*Goal*.
Replace every "ceiling beam" in the material below with "roof beam" and write the material out again, leaving everything else unchanged.

*Dataset rows*.
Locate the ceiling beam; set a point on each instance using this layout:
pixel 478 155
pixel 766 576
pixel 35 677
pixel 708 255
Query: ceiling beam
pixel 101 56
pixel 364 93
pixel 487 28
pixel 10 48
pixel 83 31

*Exercise solution*.
Locate the roof beam; set a point on each instance using this layout:
pixel 478 155
pixel 766 576
pixel 35 677
pixel 708 255
Query: roof beam
pixel 101 56
pixel 364 93
pixel 487 28
pixel 10 48
pixel 83 31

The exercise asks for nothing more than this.